AIM OF THE TASK:
State how many lines in the rows below contain the string "lacquer". Case counts. Reply with the number alone.
── SUPPLIED RECORDS
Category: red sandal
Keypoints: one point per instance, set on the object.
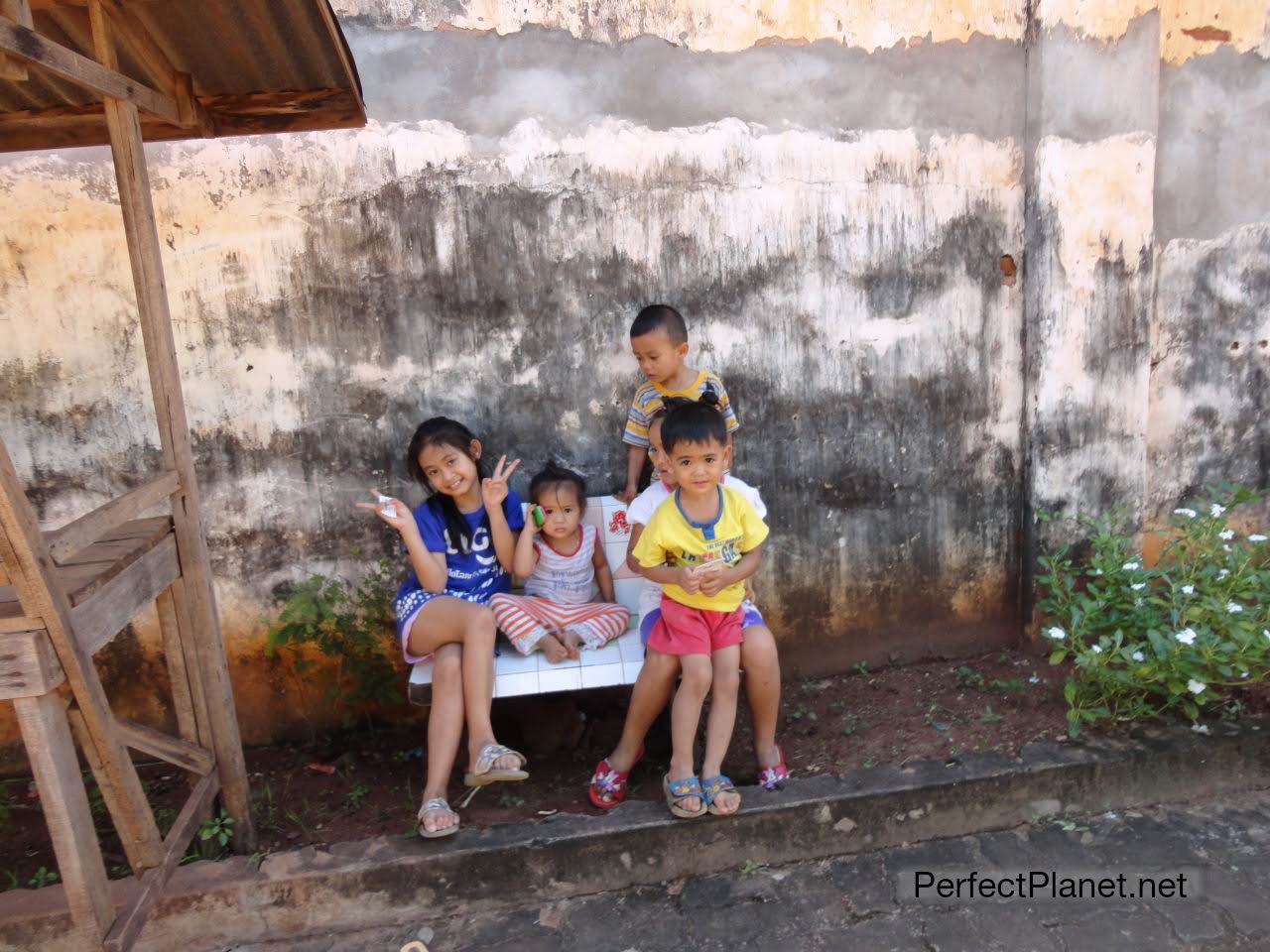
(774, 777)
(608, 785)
────
── SUPPLIED RECORDS
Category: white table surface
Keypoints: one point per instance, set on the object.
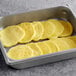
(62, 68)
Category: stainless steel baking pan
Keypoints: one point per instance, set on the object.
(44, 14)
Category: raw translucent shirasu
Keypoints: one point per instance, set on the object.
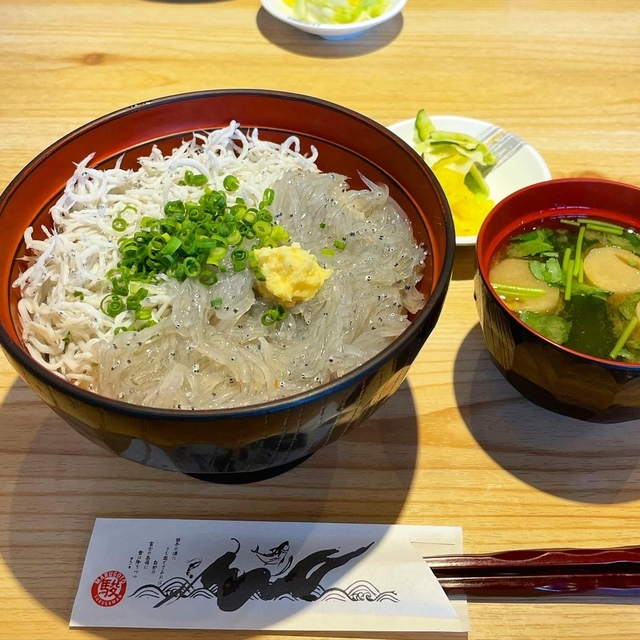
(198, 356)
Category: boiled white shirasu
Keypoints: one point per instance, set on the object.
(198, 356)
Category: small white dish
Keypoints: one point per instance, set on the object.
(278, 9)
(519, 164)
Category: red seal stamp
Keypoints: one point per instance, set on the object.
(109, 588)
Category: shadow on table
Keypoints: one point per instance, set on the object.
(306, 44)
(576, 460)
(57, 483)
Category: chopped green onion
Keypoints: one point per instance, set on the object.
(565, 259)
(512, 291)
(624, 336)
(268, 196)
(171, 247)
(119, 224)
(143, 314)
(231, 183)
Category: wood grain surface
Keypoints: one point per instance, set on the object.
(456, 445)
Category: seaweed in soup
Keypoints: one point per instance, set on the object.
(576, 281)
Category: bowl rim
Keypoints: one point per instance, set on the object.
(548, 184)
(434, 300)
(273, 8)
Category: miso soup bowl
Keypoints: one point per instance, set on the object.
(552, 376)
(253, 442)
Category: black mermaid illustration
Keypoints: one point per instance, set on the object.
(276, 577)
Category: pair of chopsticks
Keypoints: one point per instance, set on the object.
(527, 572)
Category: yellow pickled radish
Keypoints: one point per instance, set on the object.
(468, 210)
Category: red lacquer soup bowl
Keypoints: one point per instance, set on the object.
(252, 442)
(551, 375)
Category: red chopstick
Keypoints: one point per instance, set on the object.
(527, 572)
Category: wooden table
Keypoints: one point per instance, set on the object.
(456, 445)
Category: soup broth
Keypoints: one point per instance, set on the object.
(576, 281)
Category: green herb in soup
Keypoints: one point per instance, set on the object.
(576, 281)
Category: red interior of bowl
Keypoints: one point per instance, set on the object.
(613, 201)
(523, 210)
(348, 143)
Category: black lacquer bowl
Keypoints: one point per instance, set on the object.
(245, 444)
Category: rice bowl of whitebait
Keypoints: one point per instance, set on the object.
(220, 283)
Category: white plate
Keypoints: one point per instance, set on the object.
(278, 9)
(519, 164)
────
RESULT FOR THIS EXERCISE:
2